- _What you need to do_
Render every line of the rows below as a Markdown table with two columns, Number and Line, where Number counts the lines in order. Skip any blank lines.

- _Exercise inputs_
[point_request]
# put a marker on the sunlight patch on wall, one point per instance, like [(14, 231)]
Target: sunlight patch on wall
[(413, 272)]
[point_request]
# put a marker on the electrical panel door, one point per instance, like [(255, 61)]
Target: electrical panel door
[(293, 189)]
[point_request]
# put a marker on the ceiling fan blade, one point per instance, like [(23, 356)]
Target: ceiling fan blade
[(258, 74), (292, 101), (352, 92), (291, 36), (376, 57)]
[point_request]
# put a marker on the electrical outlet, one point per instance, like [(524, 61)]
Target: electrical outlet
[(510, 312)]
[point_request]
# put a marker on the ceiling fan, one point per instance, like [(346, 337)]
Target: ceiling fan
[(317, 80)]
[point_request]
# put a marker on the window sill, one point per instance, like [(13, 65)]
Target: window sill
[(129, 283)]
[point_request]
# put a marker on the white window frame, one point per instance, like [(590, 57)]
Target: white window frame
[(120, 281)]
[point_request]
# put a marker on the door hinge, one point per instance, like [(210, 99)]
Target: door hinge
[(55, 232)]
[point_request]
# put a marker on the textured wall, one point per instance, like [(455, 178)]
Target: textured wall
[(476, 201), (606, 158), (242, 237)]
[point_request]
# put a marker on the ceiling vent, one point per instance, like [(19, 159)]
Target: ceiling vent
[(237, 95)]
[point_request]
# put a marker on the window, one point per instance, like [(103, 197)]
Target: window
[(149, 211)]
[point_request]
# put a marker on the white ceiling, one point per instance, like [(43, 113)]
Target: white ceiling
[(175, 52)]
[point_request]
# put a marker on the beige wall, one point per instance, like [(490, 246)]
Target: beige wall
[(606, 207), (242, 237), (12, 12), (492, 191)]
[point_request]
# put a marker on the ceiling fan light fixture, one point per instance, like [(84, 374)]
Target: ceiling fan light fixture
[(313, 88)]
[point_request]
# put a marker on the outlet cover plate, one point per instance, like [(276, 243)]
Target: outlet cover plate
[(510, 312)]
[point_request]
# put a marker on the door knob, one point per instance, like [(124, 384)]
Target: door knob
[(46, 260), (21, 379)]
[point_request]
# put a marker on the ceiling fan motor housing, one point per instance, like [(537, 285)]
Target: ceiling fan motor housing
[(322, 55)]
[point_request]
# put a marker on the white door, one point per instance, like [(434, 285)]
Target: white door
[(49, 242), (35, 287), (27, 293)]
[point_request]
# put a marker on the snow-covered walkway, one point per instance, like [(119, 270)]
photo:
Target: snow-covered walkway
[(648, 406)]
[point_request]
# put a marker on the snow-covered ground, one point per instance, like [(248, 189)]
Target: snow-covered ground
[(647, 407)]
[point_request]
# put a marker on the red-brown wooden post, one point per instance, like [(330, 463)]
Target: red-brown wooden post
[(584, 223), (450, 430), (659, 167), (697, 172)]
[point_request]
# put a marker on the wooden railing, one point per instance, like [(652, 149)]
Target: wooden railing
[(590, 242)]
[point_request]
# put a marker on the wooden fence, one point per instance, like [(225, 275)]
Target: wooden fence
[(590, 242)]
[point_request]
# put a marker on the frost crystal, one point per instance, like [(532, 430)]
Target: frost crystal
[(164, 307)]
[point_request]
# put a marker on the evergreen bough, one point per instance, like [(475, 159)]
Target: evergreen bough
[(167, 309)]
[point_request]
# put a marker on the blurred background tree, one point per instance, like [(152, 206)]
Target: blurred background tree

- _Solution to the problem_
| Number | Line |
|---|---|
| 1 | [point_request] |
| 2 | # put a marker on the sunlight patch on wall, one point per instance, like [(14, 231)] |
| 3 | Target: sunlight patch on wall |
| 4 | [(413, 272)] |
| 5 | [point_request] |
| 6 | # put a marker on the electrical panel door, one point per instance, like [(255, 61)] |
| 7 | Target: electrical panel door |
| 8 | [(293, 189)] |
| 9 | [point_request] |
| 10 | # put a marker on the ceiling fan blade, one point per instance, like [(23, 356)] |
| 11 | Target: ceiling fan blade |
| 12 | [(258, 74), (292, 101), (352, 92), (291, 36), (376, 57)] |
| 13 | [point_request] |
| 14 | # put a marker on the electrical outlet, one point per instance, like [(524, 61)] |
| 15 | Target: electrical outlet |
| 16 | [(510, 312)] |
| 17 | [point_request] |
| 18 | # put a marker on the ceiling fan, one point per instance, like [(346, 337)] |
| 19 | Target: ceiling fan |
| 20 | [(317, 80)] |
| 21 | [point_request] |
| 22 | # put a marker on the window sill, one point per instance, like [(13, 65)] |
| 23 | Target: window sill |
| 24 | [(129, 283)] |
| 25 | [point_request] |
| 26 | # put a marker on the white window frame, one point per instance, like [(590, 57)] |
| 27 | Target: white window frame |
| 28 | [(120, 281)] |
| 29 | [point_request] |
| 30 | # put a marker on the door hinge, one point per instance, like [(210, 99)] |
| 31 | Target: door hinge |
| 32 | [(55, 232)] |
| 33 | [point_request] |
| 34 | # put a marker on the textured wall, one point per instance, like [(455, 178)] |
| 35 | Target: textured wall |
| 36 | [(476, 201), (606, 158), (242, 237)] |
| 37 | [point_request] |
| 38 | # put a marker on the ceiling vent, one point per instance, like [(19, 159)] |
| 39 | Target: ceiling vent |
| 40 | [(237, 95)] |
| 41 | [point_request] |
| 42 | # put a marker on the window, one point per instance, like [(103, 197)] |
| 43 | Target: window |
| 44 | [(149, 211)] |
| 45 | [point_request] |
| 46 | # put a marker on the white ceiling, one point per instance, like [(43, 113)] |
| 47 | Target: white ceiling |
| 48 | [(175, 52)] |
| 49 | [point_request] |
| 50 | # put a marker on the beige wall, one point per instance, like [(490, 246)] |
| 51 | Target: beige wall |
| 52 | [(606, 207), (242, 237), (12, 12), (492, 191)] |
| 53 | [point_request] |
| 54 | # put a marker on the ceiling fan light fixture, one point per instance, like [(84, 374)] |
| 55 | Target: ceiling fan light fixture |
| 56 | [(313, 88)] |
| 57 | [point_request] |
| 58 | # put a marker on the outlet cover plate, one point per instance, like [(276, 243)] |
| 59 | Target: outlet cover plate |
| 60 | [(510, 312)] |
| 61 | [point_request] |
| 62 | # put a marker on the door knob, one point per instance, like [(124, 384)] |
| 63 | Target: door knob |
| 64 | [(46, 260), (21, 379)] |
| 65 | [point_request] |
| 66 | # put a marker on the ceiling fan motor housing, one point per instance, like [(537, 285)] |
| 67 | Target: ceiling fan motor housing |
| 68 | [(322, 55)] |
| 69 | [point_request] |
| 70 | # put a marker on the white door, one point per instance, like [(434, 285)] |
| 71 | Target: white door |
| 72 | [(49, 242), (35, 287), (27, 293)] |
| 73 | [point_request] |
| 74 | # put a marker on the snow-covered walkway, one point per instance, like [(119, 270)] |
| 75 | photo: |
| 76 | Target: snow-covered walkway |
| 77 | [(648, 406)] |
| 78 | [point_request] |
| 79 | # put a marker on the snow-covered ground, one point per instance, like [(248, 189)] |
| 80 | Target: snow-covered ground |
| 81 | [(647, 407)] |
| 82 | [point_request] |
| 83 | # put a marker on the red-brown wooden post, one point per instance, like [(330, 463)] |
| 84 | Target: red-brown wooden post |
| 85 | [(584, 223), (450, 430), (659, 167), (697, 172)] |
| 86 | [point_request] |
| 87 | # put a marker on the wooden railing, one point per instance, like [(652, 149)] |
| 88 | Target: wooden railing |
| 89 | [(590, 242)] |
| 90 | [point_request] |
| 91 | # put a marker on the wooden fence, one point per instance, like [(225, 275)] |
| 92 | Target: wooden fence |
| 93 | [(590, 242)] |
| 94 | [point_request] |
| 95 | # put a marker on the frost crystal, one point per instance, like [(532, 430)] |
| 96 | Target: frost crystal |
| 97 | [(164, 307)] |
| 98 | [point_request] |
| 99 | # put a marker on the evergreen bough, one point per instance, like [(475, 159)] |
| 100 | Target: evergreen bough |
| 101 | [(167, 309)] |
| 102 | [point_request] |
| 103 | # put a marker on the blurred background tree, one point per instance, like [(152, 206)] |
| 104 | Target: blurred background tree |